> [Your assignment] Check each line below for the word "segment", and copy those that have it.

> [Available data]
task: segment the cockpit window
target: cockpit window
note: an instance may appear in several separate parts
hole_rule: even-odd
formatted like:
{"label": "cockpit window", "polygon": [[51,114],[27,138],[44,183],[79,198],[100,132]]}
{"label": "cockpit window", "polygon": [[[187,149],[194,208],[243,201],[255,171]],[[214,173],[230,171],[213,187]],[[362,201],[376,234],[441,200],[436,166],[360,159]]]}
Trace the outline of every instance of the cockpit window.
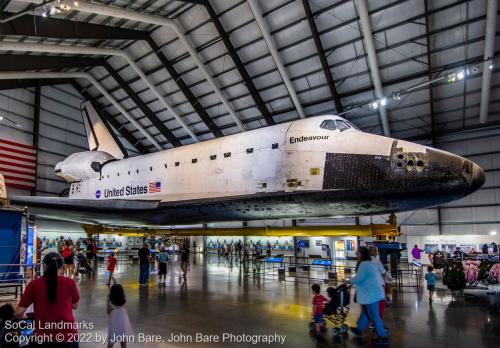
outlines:
{"label": "cockpit window", "polygon": [[356,127],[356,125],[354,125],[354,123],[352,123],[352,122],[350,122],[350,121],[347,121],[347,120],[346,120],[346,122],[347,122],[347,124],[348,124],[349,126],[351,126],[352,128],[354,128],[354,129],[356,129],[356,130],[360,130],[358,127]]}
{"label": "cockpit window", "polygon": [[324,120],[321,122],[321,128],[323,129],[328,129],[328,130],[336,130],[337,127],[335,126],[335,121],[334,120]]}
{"label": "cockpit window", "polygon": [[335,121],[335,122],[337,123],[337,128],[338,128],[341,132],[345,131],[346,129],[351,128],[351,126],[349,126],[349,125],[348,125],[345,121],[343,121],[343,120],[337,120],[337,121]]}

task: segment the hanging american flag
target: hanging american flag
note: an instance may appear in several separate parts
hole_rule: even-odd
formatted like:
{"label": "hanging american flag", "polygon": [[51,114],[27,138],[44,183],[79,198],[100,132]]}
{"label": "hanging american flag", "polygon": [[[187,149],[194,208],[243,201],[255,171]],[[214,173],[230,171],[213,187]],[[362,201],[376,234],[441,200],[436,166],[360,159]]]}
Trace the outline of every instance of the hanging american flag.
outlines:
{"label": "hanging american flag", "polygon": [[36,149],[33,146],[0,139],[0,172],[7,187],[35,189]]}

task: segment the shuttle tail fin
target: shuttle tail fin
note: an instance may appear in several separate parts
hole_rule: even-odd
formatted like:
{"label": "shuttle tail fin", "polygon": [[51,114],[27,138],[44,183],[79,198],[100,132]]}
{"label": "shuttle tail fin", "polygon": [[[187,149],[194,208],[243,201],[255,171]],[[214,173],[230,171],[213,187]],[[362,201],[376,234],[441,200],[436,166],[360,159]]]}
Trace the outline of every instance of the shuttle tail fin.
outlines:
{"label": "shuttle tail fin", "polygon": [[104,151],[117,159],[128,157],[127,150],[91,101],[82,103],[80,110],[90,150]]}

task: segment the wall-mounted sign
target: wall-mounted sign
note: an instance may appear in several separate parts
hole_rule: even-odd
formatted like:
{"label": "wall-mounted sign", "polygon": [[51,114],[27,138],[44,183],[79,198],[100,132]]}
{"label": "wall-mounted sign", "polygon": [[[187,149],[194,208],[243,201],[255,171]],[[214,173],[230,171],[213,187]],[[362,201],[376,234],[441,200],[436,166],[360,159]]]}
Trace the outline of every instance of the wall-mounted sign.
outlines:
{"label": "wall-mounted sign", "polygon": [[21,260],[21,262],[26,262],[26,266],[33,266],[35,257],[35,229],[32,224],[28,224],[28,231],[26,232],[26,260]]}

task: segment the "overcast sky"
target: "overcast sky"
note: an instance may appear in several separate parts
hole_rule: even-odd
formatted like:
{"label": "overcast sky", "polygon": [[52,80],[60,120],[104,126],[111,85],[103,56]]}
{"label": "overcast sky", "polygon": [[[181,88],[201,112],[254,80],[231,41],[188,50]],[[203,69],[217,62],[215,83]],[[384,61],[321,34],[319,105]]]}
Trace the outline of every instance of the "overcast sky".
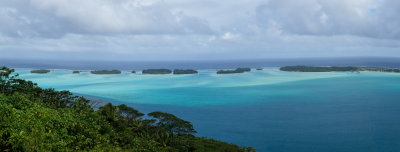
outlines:
{"label": "overcast sky", "polygon": [[0,0],[0,58],[400,57],[400,0]]}

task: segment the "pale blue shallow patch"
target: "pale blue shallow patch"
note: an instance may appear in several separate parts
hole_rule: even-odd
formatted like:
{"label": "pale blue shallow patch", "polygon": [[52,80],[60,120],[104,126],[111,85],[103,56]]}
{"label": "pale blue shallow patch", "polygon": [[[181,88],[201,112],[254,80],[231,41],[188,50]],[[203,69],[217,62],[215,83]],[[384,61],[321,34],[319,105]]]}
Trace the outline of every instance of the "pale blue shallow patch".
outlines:
{"label": "pale blue shallow patch", "polygon": [[22,78],[42,87],[173,113],[199,136],[260,152],[400,151],[400,74],[292,73],[277,68],[245,74],[150,76],[71,74],[54,70]]}
{"label": "pale blue shallow patch", "polygon": [[93,75],[89,72],[72,74],[69,70],[31,74],[29,69],[18,69],[18,72],[22,78],[45,88],[70,90],[119,102],[175,106],[248,104],[271,95],[301,93],[294,88],[263,90],[263,86],[357,76],[354,73],[291,73],[277,68],[230,75],[217,75],[215,70],[201,70],[198,75],[142,75],[129,71],[121,75]]}

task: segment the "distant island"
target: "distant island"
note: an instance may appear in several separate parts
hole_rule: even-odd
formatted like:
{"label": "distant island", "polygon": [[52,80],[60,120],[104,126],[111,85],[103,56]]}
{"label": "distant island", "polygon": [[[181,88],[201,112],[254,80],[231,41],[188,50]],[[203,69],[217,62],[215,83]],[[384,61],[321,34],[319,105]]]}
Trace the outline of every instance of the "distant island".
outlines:
{"label": "distant island", "polygon": [[81,73],[81,71],[73,71],[72,73],[73,74],[79,74],[79,73]]}
{"label": "distant island", "polygon": [[36,74],[46,74],[46,73],[49,73],[50,72],[50,70],[43,70],[43,69],[41,69],[41,70],[32,70],[31,71],[31,73],[36,73]]}
{"label": "distant island", "polygon": [[400,69],[378,68],[378,67],[353,67],[353,66],[285,66],[280,68],[281,71],[288,72],[359,72],[359,71],[376,71],[376,72],[394,72],[400,73]]}
{"label": "distant island", "polygon": [[260,71],[260,70],[263,70],[263,69],[262,68],[257,68],[256,70]]}
{"label": "distant island", "polygon": [[63,90],[40,88],[0,67],[1,151],[256,152],[195,136],[173,114],[142,113]]}
{"label": "distant island", "polygon": [[136,73],[136,71],[135,71],[135,70],[133,70],[133,71],[131,71],[131,73]]}
{"label": "distant island", "polygon": [[181,69],[175,69],[174,74],[197,74],[199,72],[197,72],[196,70],[192,70],[192,69],[187,69],[187,70],[181,70]]}
{"label": "distant island", "polygon": [[237,68],[235,70],[218,70],[217,74],[235,74],[235,73],[245,73],[250,72],[250,68]]}
{"label": "distant island", "polygon": [[90,71],[92,74],[121,74],[121,71],[119,70],[95,70],[95,71]]}
{"label": "distant island", "polygon": [[376,71],[376,72],[394,72],[400,73],[400,69],[394,68],[376,68],[376,67],[359,67],[358,71]]}
{"label": "distant island", "polygon": [[147,69],[143,70],[142,74],[171,74],[172,71],[169,69]]}

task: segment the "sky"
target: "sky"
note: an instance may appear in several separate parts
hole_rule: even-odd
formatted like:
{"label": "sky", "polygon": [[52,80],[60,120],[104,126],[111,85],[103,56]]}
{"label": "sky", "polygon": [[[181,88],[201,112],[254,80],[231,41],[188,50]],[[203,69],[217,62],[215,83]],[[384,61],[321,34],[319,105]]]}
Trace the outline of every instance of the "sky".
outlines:
{"label": "sky", "polygon": [[0,0],[0,58],[400,57],[399,0]]}

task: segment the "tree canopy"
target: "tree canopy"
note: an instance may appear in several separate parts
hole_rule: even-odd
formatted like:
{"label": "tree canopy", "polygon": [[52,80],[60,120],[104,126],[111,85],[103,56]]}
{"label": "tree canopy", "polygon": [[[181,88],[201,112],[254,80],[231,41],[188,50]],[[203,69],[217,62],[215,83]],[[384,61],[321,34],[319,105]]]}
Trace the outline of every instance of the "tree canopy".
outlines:
{"label": "tree canopy", "polygon": [[245,73],[250,72],[250,68],[236,68],[235,70],[218,70],[217,74],[235,74],[235,73]]}
{"label": "tree canopy", "polygon": [[196,137],[188,121],[43,89],[0,68],[0,151],[253,152]]}

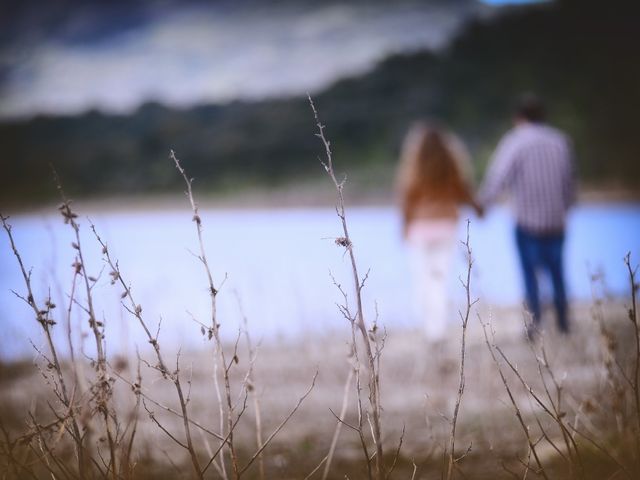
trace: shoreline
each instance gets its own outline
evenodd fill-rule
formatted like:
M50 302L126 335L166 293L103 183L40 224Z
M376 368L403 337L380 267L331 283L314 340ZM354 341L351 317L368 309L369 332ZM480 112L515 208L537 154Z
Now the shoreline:
M396 204L393 192L358 188L345 190L345 203L349 207L387 207ZM310 184L308 186L285 186L284 188L256 188L237 193L196 192L196 201L202 209L208 210L296 210L325 209L335 206L335 190L332 185ZM122 211L176 211L189 209L183 194L151 193L108 196L85 196L74 199L76 208L93 212ZM577 204L640 204L640 191L619 188L581 188ZM41 215L54 213L57 201L37 204L9 203L3 208L3 215Z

> [Task output]
task: segment the cockpit window
task: segment the hanging american flag
task: segment the shuttle tail fin
task: segment the wall-mounted sign
task: segment the "overcast sky"
task: segment the "pale blue shallow patch"
task: segment the "distant island"
task: segment the "sky"
task: segment the "tree canopy"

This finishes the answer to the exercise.